[start]
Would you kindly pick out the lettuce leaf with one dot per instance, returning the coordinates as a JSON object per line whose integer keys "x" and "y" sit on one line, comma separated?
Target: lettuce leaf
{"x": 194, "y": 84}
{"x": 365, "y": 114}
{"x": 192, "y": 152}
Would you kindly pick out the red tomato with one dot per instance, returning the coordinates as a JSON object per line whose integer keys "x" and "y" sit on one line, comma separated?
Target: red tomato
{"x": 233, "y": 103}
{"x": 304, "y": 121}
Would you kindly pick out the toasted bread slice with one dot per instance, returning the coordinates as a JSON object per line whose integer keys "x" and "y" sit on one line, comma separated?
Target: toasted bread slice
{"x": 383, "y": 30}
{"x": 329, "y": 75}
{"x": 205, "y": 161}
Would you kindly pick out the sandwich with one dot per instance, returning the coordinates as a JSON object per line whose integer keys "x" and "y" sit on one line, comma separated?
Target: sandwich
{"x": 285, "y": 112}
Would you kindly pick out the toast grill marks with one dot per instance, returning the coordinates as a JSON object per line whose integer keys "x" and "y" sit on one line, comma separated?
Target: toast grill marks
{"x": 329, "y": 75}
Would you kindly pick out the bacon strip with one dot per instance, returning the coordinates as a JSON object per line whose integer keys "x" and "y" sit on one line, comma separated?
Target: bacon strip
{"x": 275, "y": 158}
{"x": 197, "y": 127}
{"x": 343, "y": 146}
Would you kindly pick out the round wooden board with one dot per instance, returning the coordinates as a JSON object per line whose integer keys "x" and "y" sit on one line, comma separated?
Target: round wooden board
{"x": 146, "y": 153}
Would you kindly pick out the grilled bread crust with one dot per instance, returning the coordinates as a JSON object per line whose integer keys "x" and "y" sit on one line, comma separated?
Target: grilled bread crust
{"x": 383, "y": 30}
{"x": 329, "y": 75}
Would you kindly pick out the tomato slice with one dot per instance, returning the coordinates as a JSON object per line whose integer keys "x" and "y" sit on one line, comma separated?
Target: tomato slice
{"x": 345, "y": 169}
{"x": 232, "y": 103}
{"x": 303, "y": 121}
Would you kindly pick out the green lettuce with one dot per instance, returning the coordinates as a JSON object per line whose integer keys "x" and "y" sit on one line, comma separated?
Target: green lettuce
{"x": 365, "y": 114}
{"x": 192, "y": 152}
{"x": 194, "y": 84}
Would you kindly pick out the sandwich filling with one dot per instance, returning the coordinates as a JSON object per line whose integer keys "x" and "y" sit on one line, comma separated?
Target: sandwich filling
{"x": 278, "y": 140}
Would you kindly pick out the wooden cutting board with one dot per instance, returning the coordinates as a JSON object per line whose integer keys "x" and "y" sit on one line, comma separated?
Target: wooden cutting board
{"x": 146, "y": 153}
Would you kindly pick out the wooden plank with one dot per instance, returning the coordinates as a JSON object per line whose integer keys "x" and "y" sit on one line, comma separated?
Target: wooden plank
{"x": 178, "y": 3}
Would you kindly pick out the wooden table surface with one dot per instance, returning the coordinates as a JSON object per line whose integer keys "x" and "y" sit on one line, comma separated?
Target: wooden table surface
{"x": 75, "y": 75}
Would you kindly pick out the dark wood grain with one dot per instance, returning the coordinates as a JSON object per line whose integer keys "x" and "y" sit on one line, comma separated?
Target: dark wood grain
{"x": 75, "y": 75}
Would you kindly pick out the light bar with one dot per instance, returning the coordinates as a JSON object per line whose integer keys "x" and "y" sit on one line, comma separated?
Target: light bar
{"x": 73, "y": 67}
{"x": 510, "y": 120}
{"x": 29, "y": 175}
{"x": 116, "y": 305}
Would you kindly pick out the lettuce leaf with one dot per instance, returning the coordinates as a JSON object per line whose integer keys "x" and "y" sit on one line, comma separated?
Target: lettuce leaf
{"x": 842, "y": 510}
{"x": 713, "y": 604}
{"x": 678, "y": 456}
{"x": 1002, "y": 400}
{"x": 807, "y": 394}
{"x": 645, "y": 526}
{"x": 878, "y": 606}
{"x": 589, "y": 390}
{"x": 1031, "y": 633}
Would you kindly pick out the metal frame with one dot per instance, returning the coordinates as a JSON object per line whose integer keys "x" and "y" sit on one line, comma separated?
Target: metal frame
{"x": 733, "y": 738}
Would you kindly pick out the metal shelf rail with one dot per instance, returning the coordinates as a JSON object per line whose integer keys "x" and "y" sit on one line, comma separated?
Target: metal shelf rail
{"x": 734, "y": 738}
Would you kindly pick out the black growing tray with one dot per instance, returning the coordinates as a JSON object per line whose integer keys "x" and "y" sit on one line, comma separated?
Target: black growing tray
[end]
→ Stated task: Rewrite all of the data above, putting "mark" wherever "pick out" appears and leaving everything else unchanged.

→ Reply to the exercise:
Would you kindly mark the lettuce leaf with one dot per instance, returning the coordinates as a JSON object per line whose integer keys "x" and "y" sit on one line, comma separated?
Target: lettuce leaf
{"x": 194, "y": 84}
{"x": 365, "y": 114}
{"x": 192, "y": 152}
Would you kindly mark the red tomato with one dot per instance, returning the coordinates as a JSON object per line whose integer keys "x" and "y" sit on one line, comma separated?
Target: red tomato
{"x": 233, "y": 103}
{"x": 304, "y": 121}
Would you kindly mark the toasted bread slice with one dot per instance, returning the coordinates as a JSON object per line whose integer keys "x" and "y" sit on one line, comma separated?
Target: toasted bread slice
{"x": 383, "y": 30}
{"x": 329, "y": 75}
{"x": 205, "y": 161}
Would you kindly mark the sandwich with one dot per instance, returning the coordinates as a JSON object per line whose integer keys "x" and "y" sit on one line, comma separated?
Target: sandwich
{"x": 285, "y": 112}
Would you kindly mark the toast grill marks with one dot per instance, returning the coordinates as a JSON object per line whose integer keys "x" and "y" sit on one line, comma separated?
Target: toast grill marks
{"x": 329, "y": 75}
Would you kindly mark the bacon strip with one dot per instance, returning the coordinates as a JSON object per line whose integer keys "x" and "y" sit on one line, comma separated?
Target: bacon strip
{"x": 275, "y": 158}
{"x": 197, "y": 127}
{"x": 343, "y": 146}
Would you kindly mark the round wooden board with one dot per instance, returning the coordinates as a JSON object per line whose integer keys "x" and "y" sit on one line, comma separated?
Target: round wooden board
{"x": 146, "y": 153}
Would you kindly mark the grilled bread crust with one dot per instance, returning the coordinates as a JSON object per line whose integer keys "x" and "y" sit on one line, comma separated?
Target: grilled bread crust
{"x": 383, "y": 30}
{"x": 329, "y": 75}
Would you kindly mark the tomato slice with one dot per instance, returning the coordinates as a JSON object per line whose integer keys "x" and "y" sit on one line, comma separated?
Target: tomato slice
{"x": 345, "y": 169}
{"x": 232, "y": 103}
{"x": 303, "y": 121}
Would you kindly mark the green lettuce with one dot per instance, returning the coordinates as a JSON object per line whose integer keys "x" and "y" sit on one line, comma separated?
Target: green lettuce
{"x": 365, "y": 114}
{"x": 192, "y": 152}
{"x": 194, "y": 84}
Would you kindly mark the sandwich filling with one dot per instance, returning the coordinates as a JSON object per line whose integer keys "x" and "y" sit on one line, comma separated?
Target: sandwich filling
{"x": 278, "y": 140}
Would you kindly mark the wooden cutting board with one dot per instance, returning the coordinates as a JSON object per line whose integer keys "x" and "y" sit on one line, comma separated?
Target: wooden cutting board
{"x": 146, "y": 153}
Would you kindly mark the wooden plank with one dot per instance, returning the coordinates as a JSON object per line whose integer keys "x" and "y" sit on one line, comma separated?
Target: wooden plank
{"x": 178, "y": 3}
Would you kindly mark the wooden table surface with one dot per instance, returning the coordinates as a JSON object per line whose integer keys "x" and "y" sit on one line, comma separated?
Target: wooden table surface
{"x": 75, "y": 75}
Would you kindly mark the dark wood grain with one dot per instance, returning the coordinates as a JSON object per line whose integer keys "x" and "y" sit on one line, comma separated?
Target: dark wood grain
{"x": 75, "y": 75}
Would you kindly mark the light bar with one dot per instance, returning the coordinates as a JSON object per line whose integer keys "x" and "y" sit on one line, comma separated?
Target: light bar
{"x": 73, "y": 67}
{"x": 510, "y": 120}
{"x": 29, "y": 175}
{"x": 116, "y": 305}
Would you kindly mark the lettuce leaf with one dot per instance, returning the coordinates as a JSON object per line whose integer keys "x" and "y" sit on one line, comma separated?
Target: lettuce leaf
{"x": 842, "y": 510}
{"x": 713, "y": 604}
{"x": 678, "y": 456}
{"x": 1002, "y": 400}
{"x": 807, "y": 394}
{"x": 645, "y": 526}
{"x": 878, "y": 606}
{"x": 589, "y": 390}
{"x": 1031, "y": 633}
Would you kindly mark the metal frame with one dot per instance, returning the coordinates as a JSON object per line whose integer keys "x" and "y" sit on one line, comma separated?
Target: metal frame
{"x": 733, "y": 738}
Would you kindly mark the metal shelf rail with one dot per instance, returning the coordinates as a JSON object per line whose integer keys "x" and "y" sit on one line, comma separated?
Target: metal shelf rail
{"x": 734, "y": 738}
Would you kindly mark the black growing tray with one dot per instance, returning the coordinates as a JSON object per line whose integer keys "x" and "y" sit on one line, comma separated?
Target: black growing tray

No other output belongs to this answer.